(RECORD SET)

....................

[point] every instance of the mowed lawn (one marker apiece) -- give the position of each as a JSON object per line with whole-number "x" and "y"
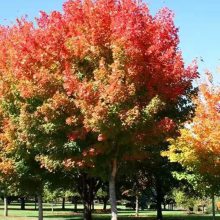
{"x": 30, "y": 214}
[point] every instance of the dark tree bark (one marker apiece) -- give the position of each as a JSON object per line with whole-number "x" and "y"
{"x": 159, "y": 199}
{"x": 35, "y": 202}
{"x": 105, "y": 200}
{"x": 40, "y": 207}
{"x": 22, "y": 199}
{"x": 63, "y": 203}
{"x": 5, "y": 206}
{"x": 112, "y": 191}
{"x": 87, "y": 188}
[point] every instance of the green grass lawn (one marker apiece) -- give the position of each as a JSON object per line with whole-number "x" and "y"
{"x": 30, "y": 214}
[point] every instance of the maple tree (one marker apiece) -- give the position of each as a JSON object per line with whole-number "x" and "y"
{"x": 197, "y": 148}
{"x": 96, "y": 81}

....................

(ASSIGNED TASK) Restate the data above word for word. Do not include the images.

(OUTPUT FOR THIS EXERCISE)
[point] every instance of the mowed lawn (one marker apiece) -- give the position of each as a JSON object per line with whole-number "x" and "y"
{"x": 30, "y": 214}
[point] every instance of the dark tree bark (one marker apiece) -- give the position of each as a JSON object per line with whole-number "x" and "y"
{"x": 159, "y": 199}
{"x": 35, "y": 202}
{"x": 105, "y": 200}
{"x": 40, "y": 207}
{"x": 22, "y": 199}
{"x": 63, "y": 203}
{"x": 5, "y": 206}
{"x": 112, "y": 191}
{"x": 87, "y": 188}
[point] every instance of the green grass lawn (one marker apiece) -- give the position of each as a JSON object per line with whole-number "x" and "y"
{"x": 30, "y": 214}
[point] every instance of the maple tree (one marker apiece) -- give the position of each as a JSON object per line with whole-number "x" and "y"
{"x": 197, "y": 148}
{"x": 96, "y": 81}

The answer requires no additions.